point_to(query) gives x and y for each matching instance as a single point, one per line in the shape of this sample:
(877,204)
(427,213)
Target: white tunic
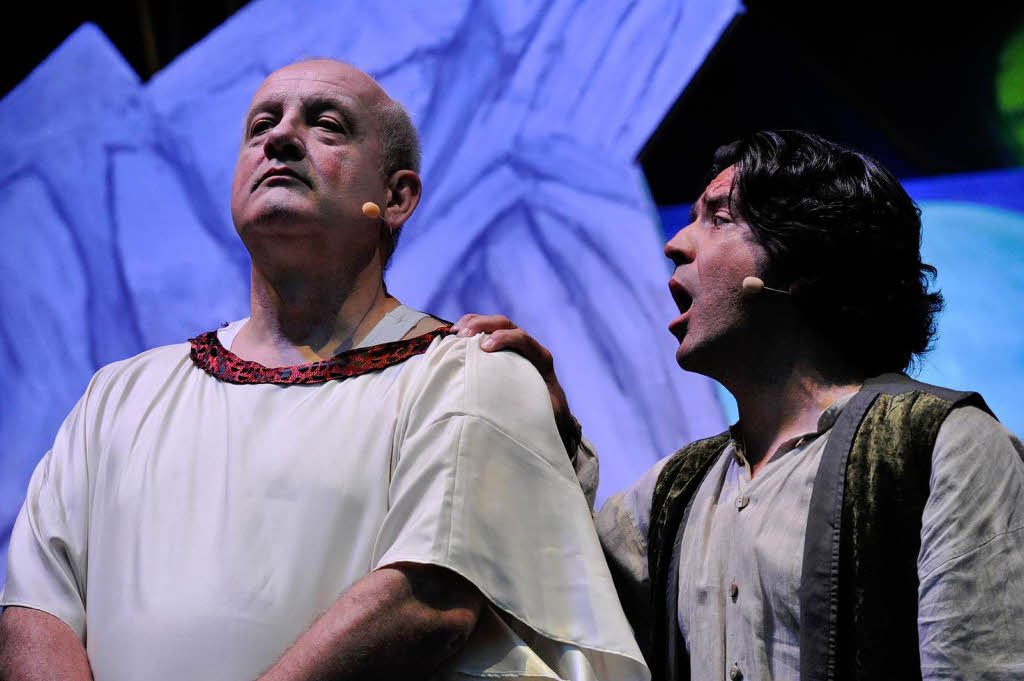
(188,527)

Goal >> Return every line of the entries above word for word, leaving out the pictures.

Expected answer >>
point_to(query) gives x and y for each matching instance as a single point, one per line in the shape of this sample:
(877,204)
(427,213)
Target: white tunic
(188,527)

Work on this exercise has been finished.